### Page extract
* * *
Sylvester and the Magic Pebble: A Children's Story Experience
Sylvester and the Magic Pebble is one of my favorite childhood stories. I reproduced the spirit of the story by creating an interactive version that progresses the reader through the story as they hold in-world elements up to your computer’s camera.

This past summer I attended NYU's ITP Camp for the first time and learned about the magic of machine learning. Using Glitch.com to host the experience and Google's Teachable Machine to train an interactive model, I created a children's story interactive experience. Sylvester and the Magic Pebble is one of my favorite childhood stories. I remember my mom sitting me down at night and reading it. I wanted to recreate a fond memory into something interactive for other children to enjoy.
Although I am still working out how you can train your own model with objects you have at home, you can visit the experience here.

The Homepage
The process
My first step was to train twelve classes in a machine learning model using Google's Teachable Machine. The result looked like this:
Although not 100% precise, the model distinguished the classes to a high enough percent. Next, I encoded the link to my model in Glitch.com and used a series of IF statements to take the user to a new page once the model recognized a specific class.
* * *
### Given task A
Translate this sentence from the post above into French: "This past summer I attended NYU's ITP Camp for the first time and learned about the magic of machine learning."
### Given task B
Answer these questions using the post above:
(i) What site was used to host the experience?
(ii) How many classes were trained in the model?
(iii) What did the author use to send the user to a new page once the model recognized a class?
### Given task C
From the post above, write out the passage that begins at the words "This past summer" and ends after "children to enjoy.".

### Data segment
* * *
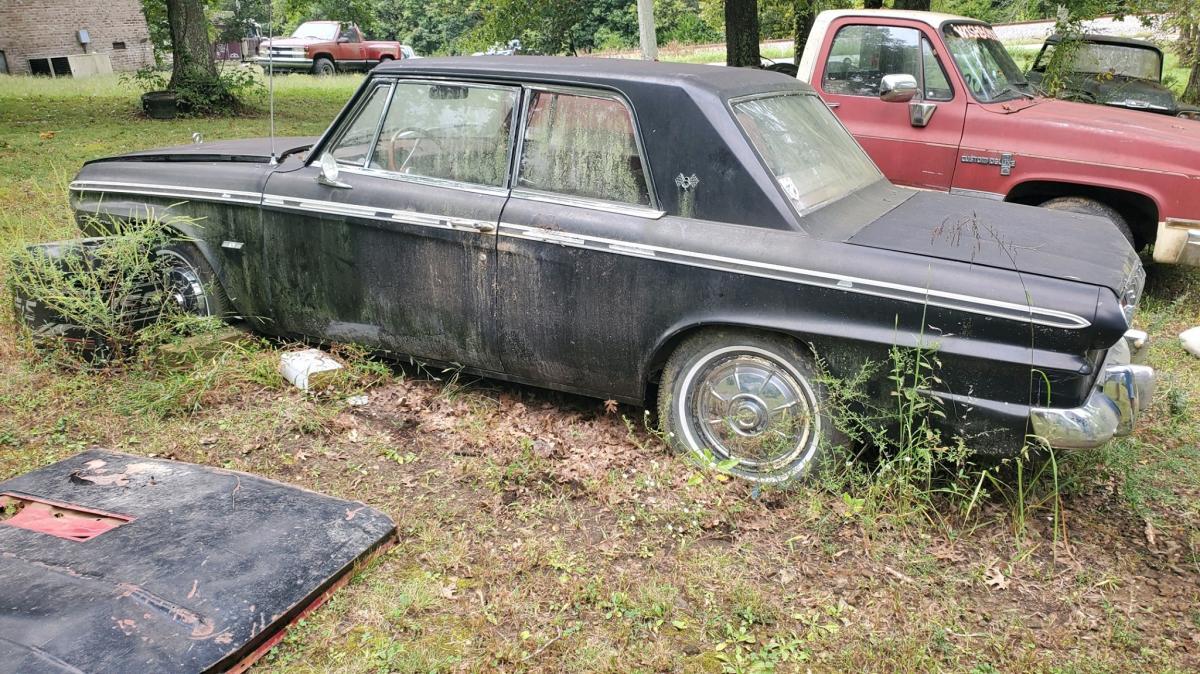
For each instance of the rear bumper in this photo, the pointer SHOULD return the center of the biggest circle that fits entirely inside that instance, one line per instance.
(285, 62)
(1122, 390)
(1177, 242)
* * *
### Final answer A
L'été dernier, j'ai participé pour la première fois à l'ITP Camp de NYU et j'ai découvert la magie de l'apprentissage automatique.

### Final answer B
(i) Glitch.com
(ii) Twelve
(iii) A series of IF statements

### Final answer C
This past summer I attended NYU's ITP Camp for the first time and learned about the magic of machine learning. Using Glitch.com to host the experience and Google's Teachable Machine to train an interactive model, I created a children's story interactive experience. Sylvester and the Magic Pebble is one of my favorite childhood stories. I remember my mom sitting me down at night and reading it. I wanted to recreate a fond memory into something interactive for other children to enjoy.